[Problem requirements] Please convert the entries below into a two-column CSV with the headers instruction and outline, one row per entry. Put each entry's text and its answer in separate quoted fields, with line breaks replaced by spaces.

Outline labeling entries
● ● ● ● ●

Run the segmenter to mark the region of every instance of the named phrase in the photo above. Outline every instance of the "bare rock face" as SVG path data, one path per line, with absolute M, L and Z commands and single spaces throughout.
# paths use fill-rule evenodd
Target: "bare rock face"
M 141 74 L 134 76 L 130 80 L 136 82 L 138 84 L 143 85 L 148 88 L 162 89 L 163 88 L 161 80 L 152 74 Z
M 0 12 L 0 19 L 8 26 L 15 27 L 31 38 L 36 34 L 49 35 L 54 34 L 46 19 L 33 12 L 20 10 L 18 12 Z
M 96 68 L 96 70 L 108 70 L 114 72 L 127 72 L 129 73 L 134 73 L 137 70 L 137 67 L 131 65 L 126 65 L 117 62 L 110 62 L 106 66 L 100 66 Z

● ● ● ● ●

[Written solution]
instruction,outline
"Run the segmenter to mark the region of every instance of the named phrase in the photo above. Outline every instance of the ""bare rock face"" as SVG path data, one path per line, with absolute M, L and Z commands and single spaces throughout. # paths use fill-rule evenodd Target: ""bare rock face""","M 141 74 L 134 76 L 130 80 L 136 82 L 138 84 L 143 85 L 148 88 L 162 89 L 163 88 L 161 80 L 152 74 Z M 0 12 L 0 19 L 8 26 L 15 27 L 31 38 L 36 34 L 49 35 L 54 34 L 46 19 L 33 12 L 20 10 L 18 12 Z M 96 68 L 96 70 L 108 70 L 114 72 L 127 72 L 129 73 L 134 73 L 137 70 L 137 67 L 131 65 L 126 65 L 117 62 L 110 62 L 106 66 L 100 66 Z"